• **EXERCISE**
Rewrite the records from the line with "Localize red wooden column." up to and including the line with "0, 36, 63, 46", leaving each request and its sample coordinates unchanged but multiplying every bounding-box coordinate in the answers by 0.7 and rounding to whole numbers, with halves rounded up. Return only those lines.

• **MATERIAL PROVIDED**
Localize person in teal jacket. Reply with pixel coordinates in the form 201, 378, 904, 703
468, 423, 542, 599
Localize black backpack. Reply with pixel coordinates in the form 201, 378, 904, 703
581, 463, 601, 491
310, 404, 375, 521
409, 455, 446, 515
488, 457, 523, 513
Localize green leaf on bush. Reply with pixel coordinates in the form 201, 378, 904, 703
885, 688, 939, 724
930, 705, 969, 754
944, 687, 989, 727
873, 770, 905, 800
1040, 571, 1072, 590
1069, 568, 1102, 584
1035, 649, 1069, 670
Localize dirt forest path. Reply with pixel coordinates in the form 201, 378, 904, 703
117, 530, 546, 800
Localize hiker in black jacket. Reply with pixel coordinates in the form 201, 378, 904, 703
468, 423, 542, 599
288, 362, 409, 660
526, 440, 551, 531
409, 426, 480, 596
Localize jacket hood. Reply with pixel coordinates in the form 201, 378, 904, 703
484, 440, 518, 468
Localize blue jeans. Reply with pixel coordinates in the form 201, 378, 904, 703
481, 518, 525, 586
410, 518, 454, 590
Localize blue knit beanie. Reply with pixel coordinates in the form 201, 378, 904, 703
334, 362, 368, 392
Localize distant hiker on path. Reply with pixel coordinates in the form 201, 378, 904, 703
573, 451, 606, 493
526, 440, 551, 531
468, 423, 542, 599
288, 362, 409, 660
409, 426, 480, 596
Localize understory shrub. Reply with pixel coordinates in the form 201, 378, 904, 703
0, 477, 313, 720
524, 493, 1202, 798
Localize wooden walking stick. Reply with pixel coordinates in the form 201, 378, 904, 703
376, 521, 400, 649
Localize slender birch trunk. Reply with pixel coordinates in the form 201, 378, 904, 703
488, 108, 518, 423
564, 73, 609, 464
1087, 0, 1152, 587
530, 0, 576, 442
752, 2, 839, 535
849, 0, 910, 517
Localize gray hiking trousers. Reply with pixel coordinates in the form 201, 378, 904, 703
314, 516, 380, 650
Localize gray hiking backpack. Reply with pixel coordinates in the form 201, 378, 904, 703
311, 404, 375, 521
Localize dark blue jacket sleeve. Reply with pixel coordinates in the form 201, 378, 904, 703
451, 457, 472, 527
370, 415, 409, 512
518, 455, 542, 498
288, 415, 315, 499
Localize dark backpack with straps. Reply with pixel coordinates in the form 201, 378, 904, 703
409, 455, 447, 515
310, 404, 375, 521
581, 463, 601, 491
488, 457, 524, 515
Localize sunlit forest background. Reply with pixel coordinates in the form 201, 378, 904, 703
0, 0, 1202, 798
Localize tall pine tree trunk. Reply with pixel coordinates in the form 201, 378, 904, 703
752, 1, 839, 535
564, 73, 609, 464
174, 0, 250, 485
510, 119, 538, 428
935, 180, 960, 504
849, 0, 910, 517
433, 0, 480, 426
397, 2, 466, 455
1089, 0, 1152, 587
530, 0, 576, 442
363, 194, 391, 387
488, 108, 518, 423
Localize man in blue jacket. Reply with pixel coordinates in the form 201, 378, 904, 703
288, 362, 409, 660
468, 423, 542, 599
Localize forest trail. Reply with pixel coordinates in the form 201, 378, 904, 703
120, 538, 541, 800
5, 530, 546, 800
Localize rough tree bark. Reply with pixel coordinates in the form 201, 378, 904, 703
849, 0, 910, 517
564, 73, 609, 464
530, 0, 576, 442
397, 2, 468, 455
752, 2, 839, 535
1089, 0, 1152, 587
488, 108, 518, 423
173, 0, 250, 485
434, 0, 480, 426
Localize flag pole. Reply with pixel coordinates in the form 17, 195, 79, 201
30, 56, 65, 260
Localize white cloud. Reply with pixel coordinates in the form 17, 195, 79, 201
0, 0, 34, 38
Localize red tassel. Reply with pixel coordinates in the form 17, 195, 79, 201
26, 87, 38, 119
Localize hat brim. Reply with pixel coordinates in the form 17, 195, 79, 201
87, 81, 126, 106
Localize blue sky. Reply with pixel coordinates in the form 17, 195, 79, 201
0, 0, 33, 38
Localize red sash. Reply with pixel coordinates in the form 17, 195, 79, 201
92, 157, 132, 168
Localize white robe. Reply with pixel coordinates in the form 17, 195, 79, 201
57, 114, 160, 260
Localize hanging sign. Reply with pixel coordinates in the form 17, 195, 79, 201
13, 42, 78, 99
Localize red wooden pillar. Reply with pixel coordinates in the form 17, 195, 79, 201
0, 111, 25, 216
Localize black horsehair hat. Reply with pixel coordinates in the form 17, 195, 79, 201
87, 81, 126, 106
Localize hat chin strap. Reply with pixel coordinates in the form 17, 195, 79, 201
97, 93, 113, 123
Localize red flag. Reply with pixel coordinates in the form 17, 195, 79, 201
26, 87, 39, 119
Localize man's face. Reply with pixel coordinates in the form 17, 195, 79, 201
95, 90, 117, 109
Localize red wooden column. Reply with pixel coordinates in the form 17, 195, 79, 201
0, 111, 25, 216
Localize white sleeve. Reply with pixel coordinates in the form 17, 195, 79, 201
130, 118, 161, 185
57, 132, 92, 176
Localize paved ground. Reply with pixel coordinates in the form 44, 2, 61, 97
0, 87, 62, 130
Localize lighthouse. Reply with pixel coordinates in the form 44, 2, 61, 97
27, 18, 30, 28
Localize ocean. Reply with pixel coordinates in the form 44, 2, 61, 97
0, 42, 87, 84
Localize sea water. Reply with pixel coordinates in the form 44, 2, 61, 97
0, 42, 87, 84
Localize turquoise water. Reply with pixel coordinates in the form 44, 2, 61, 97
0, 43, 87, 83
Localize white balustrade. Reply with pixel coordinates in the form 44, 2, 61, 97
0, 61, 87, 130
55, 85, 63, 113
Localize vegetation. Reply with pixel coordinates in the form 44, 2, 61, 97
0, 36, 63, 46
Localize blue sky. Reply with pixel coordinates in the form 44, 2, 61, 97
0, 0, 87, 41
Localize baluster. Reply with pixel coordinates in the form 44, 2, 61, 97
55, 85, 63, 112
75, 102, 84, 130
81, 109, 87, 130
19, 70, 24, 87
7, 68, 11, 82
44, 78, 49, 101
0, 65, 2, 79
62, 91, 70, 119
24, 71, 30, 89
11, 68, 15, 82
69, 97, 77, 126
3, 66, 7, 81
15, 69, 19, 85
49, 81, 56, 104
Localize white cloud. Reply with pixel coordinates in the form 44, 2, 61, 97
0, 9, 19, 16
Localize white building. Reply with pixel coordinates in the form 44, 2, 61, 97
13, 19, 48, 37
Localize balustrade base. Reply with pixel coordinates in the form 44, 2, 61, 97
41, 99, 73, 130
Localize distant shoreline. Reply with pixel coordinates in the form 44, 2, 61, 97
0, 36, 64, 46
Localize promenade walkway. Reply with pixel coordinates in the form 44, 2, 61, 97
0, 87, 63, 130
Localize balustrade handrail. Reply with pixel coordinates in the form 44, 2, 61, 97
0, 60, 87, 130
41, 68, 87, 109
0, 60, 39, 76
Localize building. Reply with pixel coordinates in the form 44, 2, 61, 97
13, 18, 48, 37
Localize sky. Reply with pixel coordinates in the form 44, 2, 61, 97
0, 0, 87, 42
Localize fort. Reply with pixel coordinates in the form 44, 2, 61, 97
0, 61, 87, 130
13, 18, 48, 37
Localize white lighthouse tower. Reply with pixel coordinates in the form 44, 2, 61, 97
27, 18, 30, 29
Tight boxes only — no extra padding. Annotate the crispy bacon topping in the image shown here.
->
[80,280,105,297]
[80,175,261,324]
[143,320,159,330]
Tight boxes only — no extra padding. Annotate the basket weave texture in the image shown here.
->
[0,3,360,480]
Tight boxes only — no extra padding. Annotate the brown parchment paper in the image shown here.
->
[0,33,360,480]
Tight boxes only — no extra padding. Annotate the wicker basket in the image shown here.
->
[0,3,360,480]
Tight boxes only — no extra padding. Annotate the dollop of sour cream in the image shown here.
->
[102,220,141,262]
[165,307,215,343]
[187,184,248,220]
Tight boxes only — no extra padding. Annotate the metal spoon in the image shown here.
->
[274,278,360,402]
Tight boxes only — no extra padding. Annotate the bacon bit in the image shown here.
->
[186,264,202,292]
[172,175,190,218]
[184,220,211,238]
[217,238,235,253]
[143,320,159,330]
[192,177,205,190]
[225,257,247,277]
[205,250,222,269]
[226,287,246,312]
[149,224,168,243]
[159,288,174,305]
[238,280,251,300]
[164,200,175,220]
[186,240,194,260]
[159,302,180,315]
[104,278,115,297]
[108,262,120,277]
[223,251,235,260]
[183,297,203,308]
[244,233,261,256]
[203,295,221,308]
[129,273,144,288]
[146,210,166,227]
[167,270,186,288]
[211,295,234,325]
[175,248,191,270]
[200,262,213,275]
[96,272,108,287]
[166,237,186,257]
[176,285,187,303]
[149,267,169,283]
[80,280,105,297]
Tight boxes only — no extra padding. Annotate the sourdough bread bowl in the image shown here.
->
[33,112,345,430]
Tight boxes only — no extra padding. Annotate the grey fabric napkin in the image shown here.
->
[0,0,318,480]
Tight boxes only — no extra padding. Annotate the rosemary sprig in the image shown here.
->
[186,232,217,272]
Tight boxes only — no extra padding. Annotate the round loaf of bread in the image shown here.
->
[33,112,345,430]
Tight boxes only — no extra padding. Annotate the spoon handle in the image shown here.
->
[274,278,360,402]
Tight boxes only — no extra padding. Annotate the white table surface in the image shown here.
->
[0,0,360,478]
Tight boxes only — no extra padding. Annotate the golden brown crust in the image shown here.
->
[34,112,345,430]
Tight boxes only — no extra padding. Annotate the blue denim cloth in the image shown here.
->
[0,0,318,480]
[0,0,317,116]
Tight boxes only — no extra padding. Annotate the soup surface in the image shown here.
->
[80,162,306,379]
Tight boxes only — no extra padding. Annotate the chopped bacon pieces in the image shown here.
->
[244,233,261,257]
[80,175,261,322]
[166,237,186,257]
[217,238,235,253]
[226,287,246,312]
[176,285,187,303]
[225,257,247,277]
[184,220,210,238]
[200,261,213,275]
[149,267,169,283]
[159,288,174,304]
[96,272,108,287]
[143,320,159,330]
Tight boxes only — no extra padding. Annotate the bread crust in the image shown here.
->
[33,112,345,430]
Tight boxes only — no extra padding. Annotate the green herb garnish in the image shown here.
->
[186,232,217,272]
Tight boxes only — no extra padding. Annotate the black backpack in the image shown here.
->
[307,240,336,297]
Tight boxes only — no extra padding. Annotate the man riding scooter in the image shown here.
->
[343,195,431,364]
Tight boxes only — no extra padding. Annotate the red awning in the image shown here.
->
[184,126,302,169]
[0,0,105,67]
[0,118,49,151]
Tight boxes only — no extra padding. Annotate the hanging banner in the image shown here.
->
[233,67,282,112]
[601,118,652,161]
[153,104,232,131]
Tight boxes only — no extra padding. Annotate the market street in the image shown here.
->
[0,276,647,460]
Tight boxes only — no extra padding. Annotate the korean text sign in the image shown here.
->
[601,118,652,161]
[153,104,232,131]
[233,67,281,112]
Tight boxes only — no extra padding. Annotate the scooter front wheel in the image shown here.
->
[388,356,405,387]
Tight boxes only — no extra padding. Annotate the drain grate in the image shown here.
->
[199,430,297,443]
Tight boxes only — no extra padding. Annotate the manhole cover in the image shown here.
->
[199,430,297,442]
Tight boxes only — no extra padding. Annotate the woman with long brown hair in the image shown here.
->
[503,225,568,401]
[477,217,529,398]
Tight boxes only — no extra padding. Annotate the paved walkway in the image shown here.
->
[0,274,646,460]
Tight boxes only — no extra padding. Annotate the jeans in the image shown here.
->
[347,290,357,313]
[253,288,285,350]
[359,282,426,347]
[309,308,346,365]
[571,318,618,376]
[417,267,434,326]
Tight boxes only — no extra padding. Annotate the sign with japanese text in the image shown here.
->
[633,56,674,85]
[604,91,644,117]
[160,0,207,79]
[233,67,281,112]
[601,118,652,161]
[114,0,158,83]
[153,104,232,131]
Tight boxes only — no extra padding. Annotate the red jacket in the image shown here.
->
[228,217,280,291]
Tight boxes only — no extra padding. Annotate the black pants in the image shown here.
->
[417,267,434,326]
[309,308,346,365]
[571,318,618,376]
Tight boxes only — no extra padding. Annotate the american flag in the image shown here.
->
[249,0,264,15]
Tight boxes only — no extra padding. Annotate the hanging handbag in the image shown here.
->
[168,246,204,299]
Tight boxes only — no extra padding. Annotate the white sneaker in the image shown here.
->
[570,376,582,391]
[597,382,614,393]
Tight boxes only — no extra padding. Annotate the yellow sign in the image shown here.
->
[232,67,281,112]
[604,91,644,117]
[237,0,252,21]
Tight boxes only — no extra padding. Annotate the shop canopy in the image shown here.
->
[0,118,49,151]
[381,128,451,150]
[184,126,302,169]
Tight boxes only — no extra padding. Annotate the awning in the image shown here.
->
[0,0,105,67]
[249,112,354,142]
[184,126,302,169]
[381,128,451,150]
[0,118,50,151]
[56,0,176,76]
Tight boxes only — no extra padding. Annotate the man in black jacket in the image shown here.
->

• **TASK ANSWER**
Localize red wooden column. Reply with pixel coordinates in the form 17, 195, 79, 201
0, 78, 18, 151
Localize white sleeve. Reply with pixel coordinates in the form 17, 195, 79, 201
91, 83, 113, 130
40, 92, 64, 123
Localize paved ground. Reply with pixel coordinates in the form 44, 2, 61, 97
0, 61, 43, 91
Localize lighthouse. Reply with pixel coordinates in the form 44, 2, 61, 97
19, 13, 21, 20
Localize ocean. Reply with pixel coordinates in the form 44, 2, 61, 97
0, 29, 61, 59
Localize sea water. Reply with pixel coordinates in the form 44, 2, 61, 97
0, 29, 61, 59
Localize turquoise water. Reply with pixel coordinates in the form 44, 2, 61, 97
0, 30, 61, 58
Localize white balustrade. Reply with pixel coordinates in the form 44, 2, 61, 97
0, 43, 61, 91
39, 60, 44, 79
Localize vegetation. Reply with pixel coordinates in the form 44, 2, 61, 97
0, 25, 44, 32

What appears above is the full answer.